::: Provided material :::
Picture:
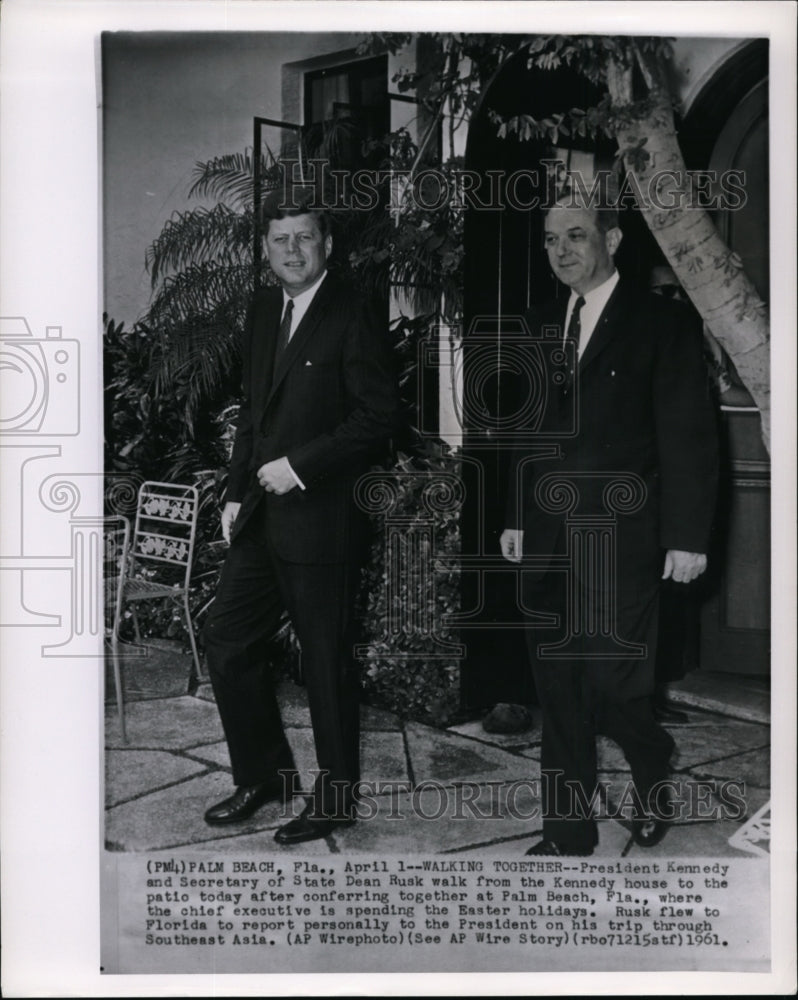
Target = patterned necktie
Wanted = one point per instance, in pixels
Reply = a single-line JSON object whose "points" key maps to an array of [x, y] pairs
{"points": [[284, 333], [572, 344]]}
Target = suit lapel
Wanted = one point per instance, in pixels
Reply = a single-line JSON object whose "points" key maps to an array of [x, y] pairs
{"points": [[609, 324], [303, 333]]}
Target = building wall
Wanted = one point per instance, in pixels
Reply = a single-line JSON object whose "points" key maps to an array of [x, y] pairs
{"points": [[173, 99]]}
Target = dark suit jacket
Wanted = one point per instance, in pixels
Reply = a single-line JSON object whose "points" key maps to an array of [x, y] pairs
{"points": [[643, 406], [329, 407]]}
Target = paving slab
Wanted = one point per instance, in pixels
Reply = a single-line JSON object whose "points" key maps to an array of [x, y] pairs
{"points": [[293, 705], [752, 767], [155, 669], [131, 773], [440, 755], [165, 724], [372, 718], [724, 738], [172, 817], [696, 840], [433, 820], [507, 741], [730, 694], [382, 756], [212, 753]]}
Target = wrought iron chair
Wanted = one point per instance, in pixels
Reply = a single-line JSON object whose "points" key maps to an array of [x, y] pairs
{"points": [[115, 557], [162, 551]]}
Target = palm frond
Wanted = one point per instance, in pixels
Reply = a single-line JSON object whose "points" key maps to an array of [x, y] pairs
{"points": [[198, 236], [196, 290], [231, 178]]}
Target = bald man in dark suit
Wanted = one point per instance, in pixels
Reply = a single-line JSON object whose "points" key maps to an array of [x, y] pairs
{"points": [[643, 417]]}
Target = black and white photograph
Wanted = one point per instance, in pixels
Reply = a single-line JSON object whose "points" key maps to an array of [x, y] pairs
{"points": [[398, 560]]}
:::
## Exercise
Every record is to be reproduced exactly, with no pictures included.

## Expected answer
Picture:
Target = patterned necktie
Wanted = one point per instance, in pixels
Reply = a single-line JSON object whose "points" key maps to an array of [x, y] pairs
{"points": [[284, 333], [572, 344]]}
Target = suit lapel
Wanted = one point per instance, in pixels
Reply = a single-line JSON object whose "points" key maps to an array of [x, y] pairs
{"points": [[609, 324], [303, 333]]}
Target = building wall
Wanted = one point per instance, in pixels
Reply = a single-line JSON object whose "points" key maps to an array of [x, y] pairs
{"points": [[173, 99]]}
Target = dark suit jacket
Wanted = one point per instance, in pixels
Reply = a single-line JSON object whose "points" key maps to an array of [x, y] pairs
{"points": [[643, 406], [329, 407]]}
Target = paving slab
Wanted = one point per instance, in pixels
Reply = a single-line JSON object whose "points" key maps to an array of [x, y] pairs
{"points": [[293, 705], [752, 767], [155, 669], [131, 773], [440, 755], [165, 724], [372, 718], [724, 738], [172, 817], [696, 840], [433, 820], [507, 741], [730, 694], [382, 756], [212, 753]]}
Target = wrought iron chair
Wanted = one point per instance, in pixels
Reply = a single-line JSON object whose "points" key maps to an array of [x, y] pairs
{"points": [[115, 557], [162, 551]]}
Target = palm frond
Wanted = one point per instance, in pixels
Reply = a single-line JSON object whose "points" key maps to an array of [x, y] pairs
{"points": [[198, 236], [196, 290], [231, 178]]}
Target = bald man in dark suit
Wanted = one point per instance, in pixels
Reply = a single-line JSON object whose "points" key maps to an array of [x, y] pairs
{"points": [[643, 417]]}
Target = black and white photograph
Wanted = one point per instance, in pixels
Reply = a single-line JSON object whose "points" key maps to an array of [x, y] pairs
{"points": [[398, 560]]}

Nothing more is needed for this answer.